> **EXERCISE DESCRIPTION**:
Print every one of the items below word for word, keeping each line unchanged and in its original order.

> **RECORDS SUPPLIED**:
————————
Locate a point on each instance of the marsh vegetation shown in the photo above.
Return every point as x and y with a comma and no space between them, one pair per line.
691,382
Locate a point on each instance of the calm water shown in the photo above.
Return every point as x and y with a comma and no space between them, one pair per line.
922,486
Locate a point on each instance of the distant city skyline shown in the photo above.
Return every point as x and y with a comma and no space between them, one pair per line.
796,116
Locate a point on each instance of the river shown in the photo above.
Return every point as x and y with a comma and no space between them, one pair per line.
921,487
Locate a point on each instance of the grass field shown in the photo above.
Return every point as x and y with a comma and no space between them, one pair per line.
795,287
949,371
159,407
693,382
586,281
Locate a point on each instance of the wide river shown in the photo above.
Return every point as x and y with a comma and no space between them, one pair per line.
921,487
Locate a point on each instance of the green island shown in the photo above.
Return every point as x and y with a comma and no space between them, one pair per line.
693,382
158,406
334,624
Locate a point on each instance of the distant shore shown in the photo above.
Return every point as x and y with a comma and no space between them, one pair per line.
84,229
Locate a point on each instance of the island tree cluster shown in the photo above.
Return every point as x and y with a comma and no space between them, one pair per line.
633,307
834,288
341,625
————————
> **TASK RESPONSE**:
Locate a point on each instance of the marsh vegetation shown in the photo above.
Return every point as x and y with a comma and no space between them, one pair per line.
691,382
Locate a point on each instance of the calm water shown in the photo above.
Return every point as x and y with a comma and no space between them, one pair per line.
922,486
Locate a point on each instance of the distant city skyline shown in the photo above.
Return every point as x and y with a comma and no space between them, one pair per line.
796,116
Locate a point on each instance of the river shown in the photo above.
Return every point as x and y with a comma and no space between them, one pair per line.
921,487
Locate a point on each instance of the grass field shown in the photo above.
Return every point as x and y with a comma and no space between them, one pair per line.
795,287
949,371
159,407
693,382
586,281
Locate a point on each instance of the wide river shown in the photo above.
Return every point as x and y with a comma and no space between them, one pair per line.
921,487
Locate a point on each instance of the green island shown in the photo above.
Return every point as x and y with a comma and no space between them, one pair per line.
693,382
158,406
334,624
Locate a point on each instance of the distant shore shown in the photo above.
Return every point as x and y with a comma and no space between them, one pair per line.
84,229
Locate a point on each instance of the island tree cluster shown in the photo above.
Return every point as x and y with a comma and no space between them, one pair per line.
633,307
834,288
341,625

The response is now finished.